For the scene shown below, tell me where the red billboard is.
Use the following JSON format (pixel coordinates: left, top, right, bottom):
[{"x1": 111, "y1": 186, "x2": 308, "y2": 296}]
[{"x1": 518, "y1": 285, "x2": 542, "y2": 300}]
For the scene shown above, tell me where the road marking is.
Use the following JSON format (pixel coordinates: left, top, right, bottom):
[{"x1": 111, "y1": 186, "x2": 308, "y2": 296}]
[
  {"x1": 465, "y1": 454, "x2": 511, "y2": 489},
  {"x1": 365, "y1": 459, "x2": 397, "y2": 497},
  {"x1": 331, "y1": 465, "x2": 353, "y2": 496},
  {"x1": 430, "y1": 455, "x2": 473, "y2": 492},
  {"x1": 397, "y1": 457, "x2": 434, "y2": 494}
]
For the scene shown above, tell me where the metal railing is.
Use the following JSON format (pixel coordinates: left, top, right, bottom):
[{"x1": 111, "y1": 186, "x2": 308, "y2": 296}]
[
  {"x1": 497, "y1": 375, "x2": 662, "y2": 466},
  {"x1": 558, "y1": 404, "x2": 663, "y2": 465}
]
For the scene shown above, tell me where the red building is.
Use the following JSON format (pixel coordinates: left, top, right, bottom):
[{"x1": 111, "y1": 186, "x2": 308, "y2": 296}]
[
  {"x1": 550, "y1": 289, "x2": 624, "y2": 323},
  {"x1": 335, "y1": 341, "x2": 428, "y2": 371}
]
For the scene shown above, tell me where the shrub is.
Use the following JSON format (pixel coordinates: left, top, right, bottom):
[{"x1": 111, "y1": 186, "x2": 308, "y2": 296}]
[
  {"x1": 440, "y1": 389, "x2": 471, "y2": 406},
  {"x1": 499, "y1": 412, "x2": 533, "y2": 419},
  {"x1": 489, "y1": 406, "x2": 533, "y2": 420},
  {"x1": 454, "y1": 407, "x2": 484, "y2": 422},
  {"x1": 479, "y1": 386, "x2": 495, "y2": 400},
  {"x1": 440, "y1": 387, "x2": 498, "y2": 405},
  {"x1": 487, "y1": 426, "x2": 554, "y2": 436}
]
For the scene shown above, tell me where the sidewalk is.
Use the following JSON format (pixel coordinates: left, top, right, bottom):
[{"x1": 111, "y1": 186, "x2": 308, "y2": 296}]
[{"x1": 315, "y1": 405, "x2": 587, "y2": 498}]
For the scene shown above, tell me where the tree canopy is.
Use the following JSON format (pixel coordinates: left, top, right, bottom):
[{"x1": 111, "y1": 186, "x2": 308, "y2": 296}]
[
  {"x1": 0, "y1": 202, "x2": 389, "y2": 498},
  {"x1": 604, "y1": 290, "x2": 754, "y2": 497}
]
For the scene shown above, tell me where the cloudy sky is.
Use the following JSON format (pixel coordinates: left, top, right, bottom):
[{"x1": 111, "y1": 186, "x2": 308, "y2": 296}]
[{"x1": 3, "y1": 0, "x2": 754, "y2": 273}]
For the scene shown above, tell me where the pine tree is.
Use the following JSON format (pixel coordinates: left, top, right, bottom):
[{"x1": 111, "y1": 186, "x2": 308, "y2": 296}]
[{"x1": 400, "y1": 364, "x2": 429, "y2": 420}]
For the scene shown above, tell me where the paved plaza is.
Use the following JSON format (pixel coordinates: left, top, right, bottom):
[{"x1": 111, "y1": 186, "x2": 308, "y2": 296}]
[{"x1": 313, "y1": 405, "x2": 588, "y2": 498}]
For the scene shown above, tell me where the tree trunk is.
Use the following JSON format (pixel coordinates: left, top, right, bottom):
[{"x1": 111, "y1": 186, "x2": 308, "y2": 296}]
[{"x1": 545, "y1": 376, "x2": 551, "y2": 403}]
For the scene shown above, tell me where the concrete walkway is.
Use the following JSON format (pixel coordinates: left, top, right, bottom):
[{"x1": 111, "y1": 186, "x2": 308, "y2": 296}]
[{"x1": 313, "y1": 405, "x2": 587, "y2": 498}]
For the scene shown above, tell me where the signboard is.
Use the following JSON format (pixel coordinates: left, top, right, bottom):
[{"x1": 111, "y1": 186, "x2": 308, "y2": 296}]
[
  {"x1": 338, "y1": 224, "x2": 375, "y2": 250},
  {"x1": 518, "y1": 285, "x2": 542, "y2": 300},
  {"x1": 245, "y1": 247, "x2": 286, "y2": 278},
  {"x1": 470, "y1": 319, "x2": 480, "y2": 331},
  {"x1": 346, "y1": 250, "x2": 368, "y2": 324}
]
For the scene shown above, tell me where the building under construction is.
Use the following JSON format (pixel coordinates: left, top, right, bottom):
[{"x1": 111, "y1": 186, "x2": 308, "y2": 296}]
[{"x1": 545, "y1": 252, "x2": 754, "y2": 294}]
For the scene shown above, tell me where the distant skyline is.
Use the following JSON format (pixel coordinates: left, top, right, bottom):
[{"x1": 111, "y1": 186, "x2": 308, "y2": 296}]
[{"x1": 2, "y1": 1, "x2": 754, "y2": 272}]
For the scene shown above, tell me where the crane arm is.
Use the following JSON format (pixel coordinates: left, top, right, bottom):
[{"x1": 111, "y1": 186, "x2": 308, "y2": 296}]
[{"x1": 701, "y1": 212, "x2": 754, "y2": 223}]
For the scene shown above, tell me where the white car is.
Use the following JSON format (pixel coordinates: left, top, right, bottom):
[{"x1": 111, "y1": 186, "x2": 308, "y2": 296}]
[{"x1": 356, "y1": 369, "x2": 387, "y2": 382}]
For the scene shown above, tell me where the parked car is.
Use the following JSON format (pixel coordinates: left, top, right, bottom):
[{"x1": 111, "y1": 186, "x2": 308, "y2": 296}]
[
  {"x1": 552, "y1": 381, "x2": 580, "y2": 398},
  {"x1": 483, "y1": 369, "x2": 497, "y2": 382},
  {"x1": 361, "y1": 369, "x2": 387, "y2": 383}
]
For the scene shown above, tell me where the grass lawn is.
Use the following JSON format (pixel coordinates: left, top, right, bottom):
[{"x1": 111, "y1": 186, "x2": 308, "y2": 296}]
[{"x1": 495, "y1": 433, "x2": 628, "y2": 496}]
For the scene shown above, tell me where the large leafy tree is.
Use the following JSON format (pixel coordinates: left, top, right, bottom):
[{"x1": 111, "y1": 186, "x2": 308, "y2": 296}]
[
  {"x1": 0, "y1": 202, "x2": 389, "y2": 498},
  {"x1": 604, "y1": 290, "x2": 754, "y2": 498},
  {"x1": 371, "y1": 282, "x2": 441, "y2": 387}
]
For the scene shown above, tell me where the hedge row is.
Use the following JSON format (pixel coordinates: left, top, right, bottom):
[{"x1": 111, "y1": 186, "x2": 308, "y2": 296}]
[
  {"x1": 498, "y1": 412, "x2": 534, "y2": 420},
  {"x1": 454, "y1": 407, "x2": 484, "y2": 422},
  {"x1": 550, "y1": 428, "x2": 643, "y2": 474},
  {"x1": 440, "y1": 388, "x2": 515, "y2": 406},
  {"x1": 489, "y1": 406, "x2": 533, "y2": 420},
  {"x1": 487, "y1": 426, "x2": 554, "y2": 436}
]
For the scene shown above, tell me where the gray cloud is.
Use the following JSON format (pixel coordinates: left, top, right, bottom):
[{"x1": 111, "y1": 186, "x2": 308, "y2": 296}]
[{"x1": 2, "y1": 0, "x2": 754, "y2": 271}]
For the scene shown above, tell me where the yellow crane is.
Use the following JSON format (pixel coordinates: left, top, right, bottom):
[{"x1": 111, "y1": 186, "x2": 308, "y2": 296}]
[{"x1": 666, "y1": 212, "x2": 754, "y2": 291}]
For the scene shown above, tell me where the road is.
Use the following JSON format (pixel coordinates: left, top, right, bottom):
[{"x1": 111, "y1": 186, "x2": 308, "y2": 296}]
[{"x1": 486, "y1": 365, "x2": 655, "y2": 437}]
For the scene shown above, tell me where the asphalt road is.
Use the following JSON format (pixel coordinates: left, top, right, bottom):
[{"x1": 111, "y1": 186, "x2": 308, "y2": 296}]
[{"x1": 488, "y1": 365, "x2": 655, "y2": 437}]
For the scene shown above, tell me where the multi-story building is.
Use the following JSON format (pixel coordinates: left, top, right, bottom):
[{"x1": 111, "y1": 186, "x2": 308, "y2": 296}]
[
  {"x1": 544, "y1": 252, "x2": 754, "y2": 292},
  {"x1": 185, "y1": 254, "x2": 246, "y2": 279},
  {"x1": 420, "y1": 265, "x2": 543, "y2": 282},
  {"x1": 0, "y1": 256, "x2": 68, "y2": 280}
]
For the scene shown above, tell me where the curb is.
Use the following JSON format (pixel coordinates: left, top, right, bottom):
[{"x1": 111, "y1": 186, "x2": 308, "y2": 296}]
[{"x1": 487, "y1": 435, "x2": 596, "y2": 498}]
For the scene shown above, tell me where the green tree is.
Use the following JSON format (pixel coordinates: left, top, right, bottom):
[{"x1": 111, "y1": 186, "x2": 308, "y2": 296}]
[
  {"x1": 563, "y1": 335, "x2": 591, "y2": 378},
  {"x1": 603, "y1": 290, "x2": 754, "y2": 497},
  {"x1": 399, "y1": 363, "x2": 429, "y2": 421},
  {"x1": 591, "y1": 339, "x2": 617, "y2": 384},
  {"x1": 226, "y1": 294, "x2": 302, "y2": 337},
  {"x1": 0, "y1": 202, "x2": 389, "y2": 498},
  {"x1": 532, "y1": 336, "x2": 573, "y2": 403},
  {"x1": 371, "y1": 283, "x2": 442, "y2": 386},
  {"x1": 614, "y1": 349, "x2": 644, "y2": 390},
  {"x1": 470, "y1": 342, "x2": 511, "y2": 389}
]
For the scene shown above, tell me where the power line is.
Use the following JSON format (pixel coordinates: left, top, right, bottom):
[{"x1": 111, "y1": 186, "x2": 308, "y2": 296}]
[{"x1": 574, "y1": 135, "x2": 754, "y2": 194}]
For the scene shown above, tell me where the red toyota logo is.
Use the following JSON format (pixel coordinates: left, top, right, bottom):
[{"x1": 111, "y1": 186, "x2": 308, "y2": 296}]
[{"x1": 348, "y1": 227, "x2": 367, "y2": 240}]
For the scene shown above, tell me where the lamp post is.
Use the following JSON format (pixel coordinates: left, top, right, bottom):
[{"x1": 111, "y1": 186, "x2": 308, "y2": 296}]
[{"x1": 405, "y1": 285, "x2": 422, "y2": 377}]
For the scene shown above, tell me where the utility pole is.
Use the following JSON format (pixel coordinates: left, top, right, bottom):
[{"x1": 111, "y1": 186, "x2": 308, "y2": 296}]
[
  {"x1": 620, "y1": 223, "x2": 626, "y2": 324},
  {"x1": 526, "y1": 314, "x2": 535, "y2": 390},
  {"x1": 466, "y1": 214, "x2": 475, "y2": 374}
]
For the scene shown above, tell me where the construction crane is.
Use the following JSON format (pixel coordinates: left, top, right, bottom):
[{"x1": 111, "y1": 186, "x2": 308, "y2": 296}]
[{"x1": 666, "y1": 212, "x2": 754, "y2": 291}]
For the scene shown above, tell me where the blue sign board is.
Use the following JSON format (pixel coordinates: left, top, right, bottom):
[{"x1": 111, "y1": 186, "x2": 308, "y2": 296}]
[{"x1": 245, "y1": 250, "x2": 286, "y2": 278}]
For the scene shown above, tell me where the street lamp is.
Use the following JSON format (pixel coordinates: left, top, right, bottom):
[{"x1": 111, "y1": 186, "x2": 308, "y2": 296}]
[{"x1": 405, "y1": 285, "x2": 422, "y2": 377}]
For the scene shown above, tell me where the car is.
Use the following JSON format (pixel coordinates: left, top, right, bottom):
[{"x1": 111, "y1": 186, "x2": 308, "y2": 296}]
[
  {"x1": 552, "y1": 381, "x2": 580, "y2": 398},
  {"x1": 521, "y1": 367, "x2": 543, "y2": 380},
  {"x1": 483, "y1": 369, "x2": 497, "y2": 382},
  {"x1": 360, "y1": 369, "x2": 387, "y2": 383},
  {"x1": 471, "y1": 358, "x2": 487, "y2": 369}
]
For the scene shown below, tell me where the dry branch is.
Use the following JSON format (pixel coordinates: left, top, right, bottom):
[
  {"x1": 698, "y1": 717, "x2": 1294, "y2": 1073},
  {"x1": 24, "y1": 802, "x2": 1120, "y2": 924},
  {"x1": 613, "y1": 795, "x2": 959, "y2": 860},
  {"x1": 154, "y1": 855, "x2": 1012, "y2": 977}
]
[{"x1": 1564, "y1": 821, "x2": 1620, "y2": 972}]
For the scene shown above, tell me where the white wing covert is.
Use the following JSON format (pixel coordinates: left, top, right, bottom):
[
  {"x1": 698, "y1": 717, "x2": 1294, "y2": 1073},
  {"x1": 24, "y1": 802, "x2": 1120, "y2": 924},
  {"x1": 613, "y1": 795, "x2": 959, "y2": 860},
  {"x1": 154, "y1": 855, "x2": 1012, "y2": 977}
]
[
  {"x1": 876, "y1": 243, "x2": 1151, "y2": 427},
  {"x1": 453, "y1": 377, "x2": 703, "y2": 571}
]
***
Whenever a line in the records above contains the string "building", copy that line.

For the scene shown above, tell me where the red building is.
For the scene shown above, tell me where the building under construction is.
For the scene shown above, tell me where the multi-story building is.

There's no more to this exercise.